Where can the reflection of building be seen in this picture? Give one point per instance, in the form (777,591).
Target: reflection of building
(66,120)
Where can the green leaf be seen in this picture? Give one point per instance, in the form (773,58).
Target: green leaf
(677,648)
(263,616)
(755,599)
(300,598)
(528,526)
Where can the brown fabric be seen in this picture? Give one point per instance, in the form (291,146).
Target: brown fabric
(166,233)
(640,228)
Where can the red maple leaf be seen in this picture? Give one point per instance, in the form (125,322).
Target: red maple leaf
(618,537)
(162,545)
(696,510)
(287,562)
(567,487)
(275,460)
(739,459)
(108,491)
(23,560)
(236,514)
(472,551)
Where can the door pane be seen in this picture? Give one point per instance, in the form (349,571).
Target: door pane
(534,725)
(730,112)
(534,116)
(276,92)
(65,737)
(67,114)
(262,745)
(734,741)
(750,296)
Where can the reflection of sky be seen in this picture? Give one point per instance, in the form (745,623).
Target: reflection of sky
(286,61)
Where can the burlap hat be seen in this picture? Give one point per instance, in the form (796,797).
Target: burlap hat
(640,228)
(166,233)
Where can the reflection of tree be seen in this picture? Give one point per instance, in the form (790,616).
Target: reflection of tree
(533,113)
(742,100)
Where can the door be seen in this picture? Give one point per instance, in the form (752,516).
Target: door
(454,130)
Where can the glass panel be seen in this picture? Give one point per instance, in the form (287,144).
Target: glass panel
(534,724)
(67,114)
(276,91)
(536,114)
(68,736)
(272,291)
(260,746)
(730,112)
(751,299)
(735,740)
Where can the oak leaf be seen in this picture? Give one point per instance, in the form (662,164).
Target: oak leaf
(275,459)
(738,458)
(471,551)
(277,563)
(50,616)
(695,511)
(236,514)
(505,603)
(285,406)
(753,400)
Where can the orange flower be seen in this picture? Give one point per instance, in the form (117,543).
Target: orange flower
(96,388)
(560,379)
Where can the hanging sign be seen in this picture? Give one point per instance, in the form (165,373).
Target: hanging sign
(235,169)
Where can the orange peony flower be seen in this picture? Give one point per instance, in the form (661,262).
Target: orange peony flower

TASK BRIEF
Reproduce every entry above word for word, with nothing changed.

RESPONSE FOR THIS EXERCISE
Where can the reflection of building be seen in this picture? Give one point per instance, in the form (777,591).
Target: reflection of building
(66,120)
Where can the green leaf be seen in this picture? Give one point per instance, in the form (773,58).
Target: green leaf
(677,648)
(263,616)
(755,599)
(300,598)
(528,526)
Where can the brown fabric be seen in this picture? Give one point per instance, in the form (291,146).
Target: brown fabric
(166,233)
(640,228)
Where can the red maple leaf be seen in this picture? Give one point per instance, in the form (125,322).
Target: red maple leaf
(618,537)
(162,545)
(696,510)
(287,562)
(567,487)
(275,460)
(739,459)
(108,491)
(23,560)
(236,514)
(472,551)
Where can the door pane be seen in this picture? Give one point per instance, in the form (349,571).
Target: door pane
(534,725)
(730,112)
(534,116)
(276,92)
(65,737)
(67,114)
(262,745)
(734,741)
(750,296)
Where can the reflection of sky be seen in this picture? Give one point per instance, in the form (745,623).
Target: reflection of sky
(286,61)
Where can the burlap hat be seen in this picture? Give one point per instance, in the form (796,797).
Target: burlap hat
(640,228)
(166,233)
Where can the reflection of tree be seen in this picture? Give one point per instance, in the form (790,616).
Target: reflection of tree
(533,113)
(742,100)
Where can the door be seen in this picture? Give one point per instance, in the form (752,516).
Target: door
(454,130)
Where can the glass panel be seen in this picture? Give one point per instance, in the form (287,144).
Target: glass panel
(534,724)
(67,114)
(276,91)
(536,114)
(68,736)
(272,291)
(260,746)
(730,112)
(751,299)
(735,740)
Where can the oak leaf be seen in this picture? Give one point per instance, in the form (662,164).
Target: oak leaf
(275,459)
(738,458)
(471,551)
(277,563)
(50,616)
(695,511)
(236,514)
(505,603)
(285,406)
(753,400)
Where can the orange flower be seen in this picture? Give one point per instance, in the form (117,543).
Target: orange flower
(96,388)
(560,379)
Where can the hanging sign be seen in this picture? Give one point per instance, in the form (165,373).
Target: hanging sign
(235,169)
Where can the orange peony flower be seen in this picture? Give one point per instance, in the form (661,262).
Target: orange peony flower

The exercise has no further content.